◆ Written problem 1: From the opera interview, copy word for word the passage starting at "It’s all about" and ending at "a few more.".
◆ Written problem 2: In the listing, swap "orange vest" for "yellow vest" in the lines starting at the one containing "person in white" and ending at the one containing "street lamp post, indicate", with everything else unchanged. Return only those lines.

◆ Page extract:
* * *

Is there anything you now know and understand about the business that you wish someone would have explained when you first started out?
You’ll have to make sacrifices and sometimes they aren’t easy: being away from one’s family, raising children, developing a home life… there’s a whole list of things that people don’t really talk about. Sometimes we singers have to make time for things that would otherwise seem so simple and basic. Sometimes we battle loneliness and depression, especially the more demanding our calendars become. And sometimes, it can all be overwhelming. This is all part of the job description that no one ever really explains when you sign up. There are many wonderful rewards in what we do, but yes, some things people don’t talk about. So be careful what you wish for; there is always a cost.

You have devoted many years to training young talent and have inspired students through your vocal instruction. Can you talk a little about your teaching philosophy?
It’s all about being the complete performer, not just singing. I want you all to be singers, actors, and artists. So, it’s not enough for me to just teach you guys how to sing pretty notes. Audiences will want to know something about you, who you are. I want to help you all get to the next level and equip you with everything needed to go beyond even your own expectations. It’s never just about singing. That’s only one part of what I teach. I encourage my students to go beyond.

Thanks for talking with me Richard. Our talk adds real insight into a life on stage and becoming a professional in opera. Actually, I have only a few more.
Of course, I’m happy to do things like this.

* * *

◆ Records from a collection:
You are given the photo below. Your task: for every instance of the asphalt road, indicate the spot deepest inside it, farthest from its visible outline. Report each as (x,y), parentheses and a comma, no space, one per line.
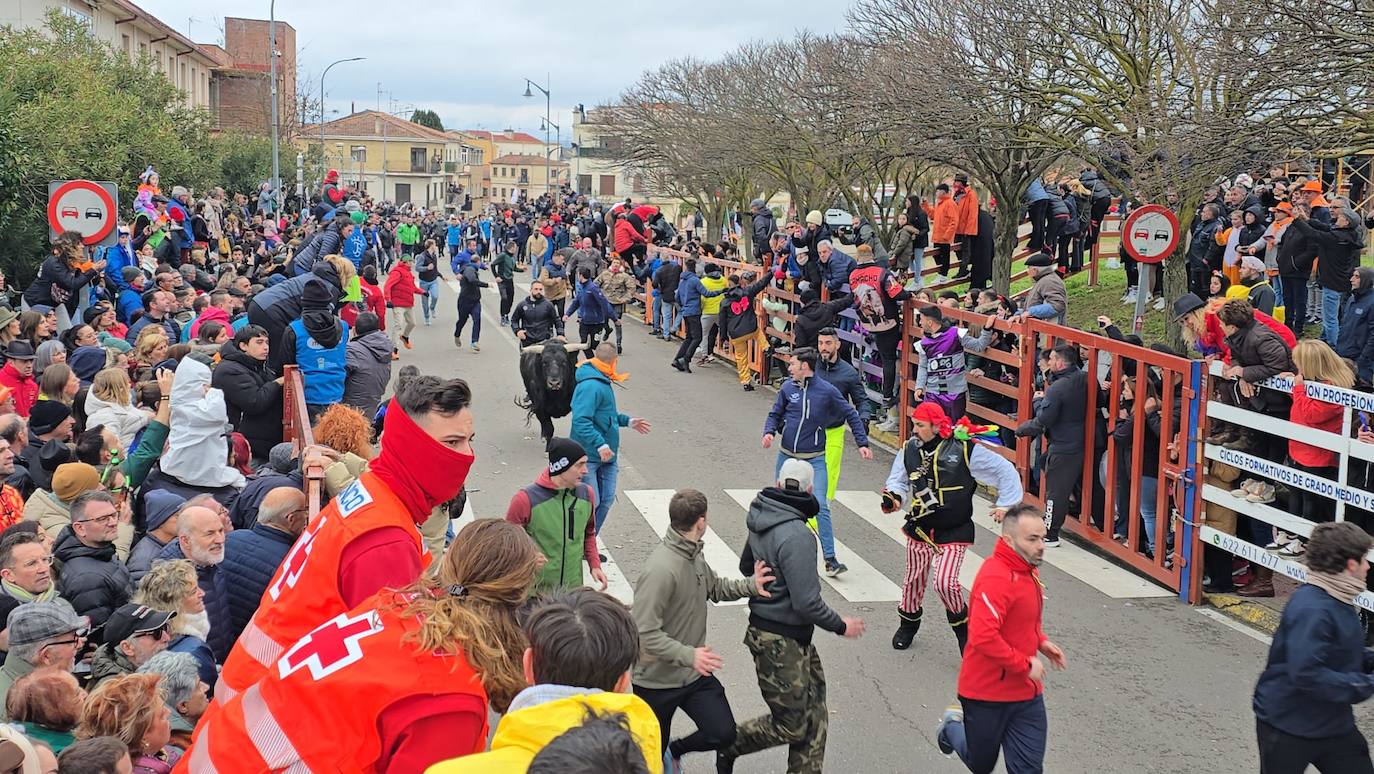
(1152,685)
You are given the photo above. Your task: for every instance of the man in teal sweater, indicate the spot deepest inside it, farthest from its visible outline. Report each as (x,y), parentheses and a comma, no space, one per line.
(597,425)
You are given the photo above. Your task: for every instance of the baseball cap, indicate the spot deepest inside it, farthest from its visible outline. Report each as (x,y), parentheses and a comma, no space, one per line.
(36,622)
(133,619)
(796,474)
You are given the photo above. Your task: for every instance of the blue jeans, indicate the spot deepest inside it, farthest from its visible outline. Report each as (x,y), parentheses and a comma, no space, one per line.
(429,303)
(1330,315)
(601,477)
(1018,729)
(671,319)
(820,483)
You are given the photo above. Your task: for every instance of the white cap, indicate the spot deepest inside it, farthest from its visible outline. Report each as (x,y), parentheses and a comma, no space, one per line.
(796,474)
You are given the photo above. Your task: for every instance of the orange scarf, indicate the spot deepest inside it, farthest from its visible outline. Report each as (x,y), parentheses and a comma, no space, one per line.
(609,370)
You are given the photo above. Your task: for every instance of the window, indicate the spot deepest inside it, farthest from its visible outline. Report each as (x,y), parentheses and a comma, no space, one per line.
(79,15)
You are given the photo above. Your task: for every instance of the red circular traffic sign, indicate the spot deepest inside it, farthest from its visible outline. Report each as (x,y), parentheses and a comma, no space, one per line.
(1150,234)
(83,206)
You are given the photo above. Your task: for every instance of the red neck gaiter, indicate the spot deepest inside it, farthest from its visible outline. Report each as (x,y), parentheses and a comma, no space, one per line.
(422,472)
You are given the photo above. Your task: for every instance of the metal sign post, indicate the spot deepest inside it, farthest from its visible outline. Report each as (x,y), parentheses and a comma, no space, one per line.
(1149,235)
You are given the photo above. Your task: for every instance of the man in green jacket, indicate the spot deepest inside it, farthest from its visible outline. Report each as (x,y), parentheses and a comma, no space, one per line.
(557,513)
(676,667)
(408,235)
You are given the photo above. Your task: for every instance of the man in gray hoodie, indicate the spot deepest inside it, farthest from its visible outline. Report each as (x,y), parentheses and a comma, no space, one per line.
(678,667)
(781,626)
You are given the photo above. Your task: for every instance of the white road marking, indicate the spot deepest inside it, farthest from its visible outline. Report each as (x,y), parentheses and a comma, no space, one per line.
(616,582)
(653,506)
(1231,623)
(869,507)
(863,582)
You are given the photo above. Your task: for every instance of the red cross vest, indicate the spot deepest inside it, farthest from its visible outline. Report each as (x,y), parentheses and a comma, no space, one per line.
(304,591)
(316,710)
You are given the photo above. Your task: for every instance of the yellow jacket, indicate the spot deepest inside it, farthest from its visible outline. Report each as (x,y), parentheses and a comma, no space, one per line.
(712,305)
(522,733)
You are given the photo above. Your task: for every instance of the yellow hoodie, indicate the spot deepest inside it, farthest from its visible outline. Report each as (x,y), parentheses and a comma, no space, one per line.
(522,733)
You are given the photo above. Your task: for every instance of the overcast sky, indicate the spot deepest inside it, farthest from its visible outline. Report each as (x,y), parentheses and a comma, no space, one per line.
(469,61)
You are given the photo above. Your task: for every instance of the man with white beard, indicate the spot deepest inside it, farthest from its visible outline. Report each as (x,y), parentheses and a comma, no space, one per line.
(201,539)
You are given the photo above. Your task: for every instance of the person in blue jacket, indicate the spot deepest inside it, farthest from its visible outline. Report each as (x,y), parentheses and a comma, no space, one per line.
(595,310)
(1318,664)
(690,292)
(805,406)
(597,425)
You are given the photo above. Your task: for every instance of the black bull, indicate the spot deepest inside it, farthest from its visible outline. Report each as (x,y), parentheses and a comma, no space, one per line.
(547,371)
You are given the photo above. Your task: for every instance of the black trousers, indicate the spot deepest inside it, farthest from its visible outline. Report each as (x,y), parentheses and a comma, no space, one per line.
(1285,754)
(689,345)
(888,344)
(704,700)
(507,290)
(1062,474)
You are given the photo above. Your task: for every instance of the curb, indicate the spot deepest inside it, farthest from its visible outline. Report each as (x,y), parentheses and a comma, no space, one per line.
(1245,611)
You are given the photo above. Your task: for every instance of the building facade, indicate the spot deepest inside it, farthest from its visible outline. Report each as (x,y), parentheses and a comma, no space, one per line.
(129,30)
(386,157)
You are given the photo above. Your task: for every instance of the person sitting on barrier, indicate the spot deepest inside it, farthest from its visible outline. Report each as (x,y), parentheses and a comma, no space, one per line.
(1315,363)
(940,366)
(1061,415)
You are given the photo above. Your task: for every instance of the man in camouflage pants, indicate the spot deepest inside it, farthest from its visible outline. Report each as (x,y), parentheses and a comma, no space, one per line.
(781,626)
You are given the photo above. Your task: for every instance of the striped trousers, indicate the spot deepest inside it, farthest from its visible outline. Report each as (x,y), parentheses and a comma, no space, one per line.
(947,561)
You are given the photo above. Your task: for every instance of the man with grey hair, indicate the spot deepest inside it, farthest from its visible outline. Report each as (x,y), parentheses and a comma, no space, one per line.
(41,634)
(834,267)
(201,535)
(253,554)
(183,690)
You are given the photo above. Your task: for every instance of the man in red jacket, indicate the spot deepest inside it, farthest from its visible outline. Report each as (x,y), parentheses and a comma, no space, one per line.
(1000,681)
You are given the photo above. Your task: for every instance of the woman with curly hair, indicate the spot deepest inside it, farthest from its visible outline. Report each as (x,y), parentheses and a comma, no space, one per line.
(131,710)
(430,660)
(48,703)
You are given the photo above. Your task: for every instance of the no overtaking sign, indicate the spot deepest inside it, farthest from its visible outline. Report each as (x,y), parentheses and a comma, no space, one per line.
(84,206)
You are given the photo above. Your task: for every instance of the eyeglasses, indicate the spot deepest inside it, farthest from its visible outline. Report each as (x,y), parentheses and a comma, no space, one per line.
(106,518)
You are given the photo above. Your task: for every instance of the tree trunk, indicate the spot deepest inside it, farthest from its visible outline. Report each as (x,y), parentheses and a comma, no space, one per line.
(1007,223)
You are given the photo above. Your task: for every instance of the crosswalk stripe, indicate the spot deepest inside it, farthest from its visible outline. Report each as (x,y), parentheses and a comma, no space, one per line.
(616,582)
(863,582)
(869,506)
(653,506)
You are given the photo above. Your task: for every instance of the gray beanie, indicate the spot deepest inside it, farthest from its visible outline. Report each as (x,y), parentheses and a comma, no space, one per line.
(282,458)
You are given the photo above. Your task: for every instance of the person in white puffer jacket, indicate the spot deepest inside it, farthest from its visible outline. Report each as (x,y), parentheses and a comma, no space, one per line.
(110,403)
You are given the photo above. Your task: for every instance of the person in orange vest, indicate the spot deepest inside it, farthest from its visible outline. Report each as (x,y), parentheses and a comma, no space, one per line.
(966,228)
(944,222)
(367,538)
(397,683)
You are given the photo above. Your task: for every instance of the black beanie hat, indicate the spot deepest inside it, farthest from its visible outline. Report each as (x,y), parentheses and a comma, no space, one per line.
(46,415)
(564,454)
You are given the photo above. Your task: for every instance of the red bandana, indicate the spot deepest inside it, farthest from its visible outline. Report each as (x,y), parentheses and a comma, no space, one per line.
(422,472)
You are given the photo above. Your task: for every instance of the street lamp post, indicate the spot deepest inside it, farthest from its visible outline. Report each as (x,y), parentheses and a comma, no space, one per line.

* * *

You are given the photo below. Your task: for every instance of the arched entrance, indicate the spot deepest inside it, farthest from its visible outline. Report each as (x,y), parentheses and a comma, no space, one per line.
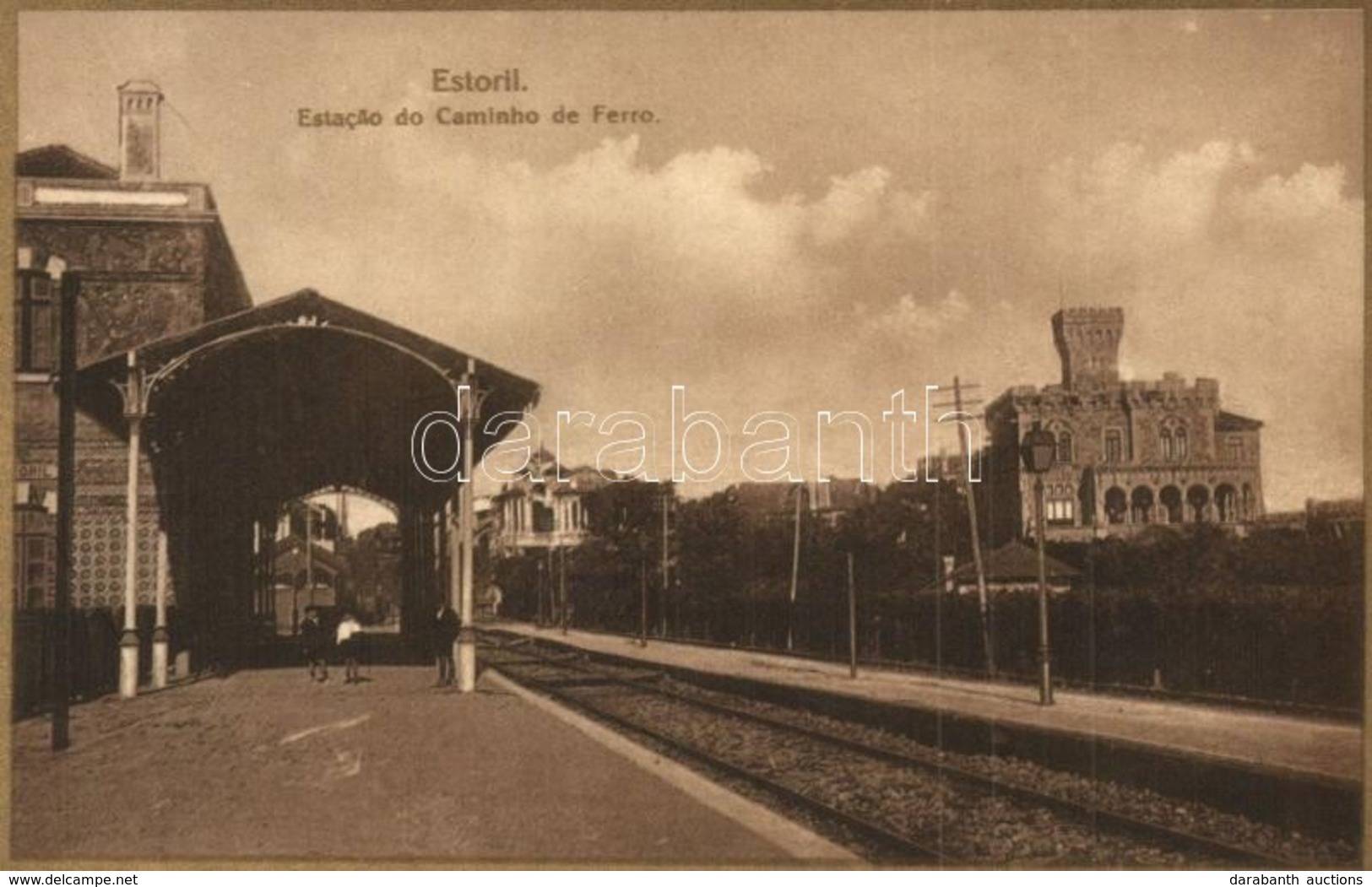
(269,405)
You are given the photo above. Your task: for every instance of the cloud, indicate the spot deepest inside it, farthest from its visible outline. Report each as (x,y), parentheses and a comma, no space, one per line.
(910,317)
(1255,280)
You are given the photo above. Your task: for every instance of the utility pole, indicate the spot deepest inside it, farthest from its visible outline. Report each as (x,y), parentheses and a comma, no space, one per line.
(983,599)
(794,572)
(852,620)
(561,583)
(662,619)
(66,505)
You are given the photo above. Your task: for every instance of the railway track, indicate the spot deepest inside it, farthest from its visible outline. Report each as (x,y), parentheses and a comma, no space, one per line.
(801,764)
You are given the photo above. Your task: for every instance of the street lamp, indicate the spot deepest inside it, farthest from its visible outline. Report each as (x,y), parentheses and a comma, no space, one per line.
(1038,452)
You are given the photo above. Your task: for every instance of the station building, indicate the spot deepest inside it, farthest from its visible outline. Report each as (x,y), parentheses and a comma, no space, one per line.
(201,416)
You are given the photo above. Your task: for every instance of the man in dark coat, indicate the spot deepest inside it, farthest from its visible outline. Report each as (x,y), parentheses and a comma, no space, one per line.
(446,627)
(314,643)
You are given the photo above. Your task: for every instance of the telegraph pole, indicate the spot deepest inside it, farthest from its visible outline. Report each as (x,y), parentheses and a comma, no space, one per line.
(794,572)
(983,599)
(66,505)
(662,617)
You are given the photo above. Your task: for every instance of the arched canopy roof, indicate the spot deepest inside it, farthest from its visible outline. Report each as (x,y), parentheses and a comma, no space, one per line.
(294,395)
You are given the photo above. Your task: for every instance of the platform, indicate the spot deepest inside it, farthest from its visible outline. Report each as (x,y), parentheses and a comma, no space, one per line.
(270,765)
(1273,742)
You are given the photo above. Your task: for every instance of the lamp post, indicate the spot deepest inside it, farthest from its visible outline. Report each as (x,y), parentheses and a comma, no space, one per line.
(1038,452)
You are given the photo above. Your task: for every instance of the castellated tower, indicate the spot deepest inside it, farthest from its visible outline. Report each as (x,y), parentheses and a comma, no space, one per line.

* * *

◆ Correct answer 1:
It’s all about being the complete performer, not just singing. I want you all to be singers, actors, and artists. So, it’s not enough for me to just teach you guys how to sing pretty notes. Audiences will want to know something about you, who you are. I want to help you all get to the next level and equip you with everything needed to go beyond even your own expectations. It’s never just about singing. That’s only one part of what I teach. I encourage my students to go beyond.

Thanks for talking with me Richard. Our talk adds real insight into a life on stage and becoming a professional in opera. Actually, I have only a few more.

◆ Correct answer 2:
You are given the photo above. Your task: for every instance of the person in white puffer jacket, indicate the spot deepest inside it, farthest from its visible outline. Report each as (x,y), parentheses and a comma, no space, one per line.
(110,403)
You are given the photo above. Your task: for every instance of the person in yellow vest, indicate the spot deepest inside it, farthest from its visible outline. Report each as (x,y), parentheses and a comma, no space, one per line.
(966,228)
(944,222)
(367,538)
(397,683)
You are given the photo above. Your task: for every instance of the black beanie hat, indicate the spot deepest inside it, farthest from its visible outline. Report each as (x,y), parentheses and a comma, no space, one per line.
(46,415)
(564,454)
You are given the photo above. Your task: for every instance of the red bandana, indicate the spot deepest inside it, farthest from its visible outline. Report each as (x,y), parentheses and a comma, no space, one per line.
(422,472)
You are given the photo above. Your task: for every instance of the street lamp post, indicate the spot deepest inside it, farthest from its visible outline. Report each as (x,y), parentheses and a comma, no space, one per line.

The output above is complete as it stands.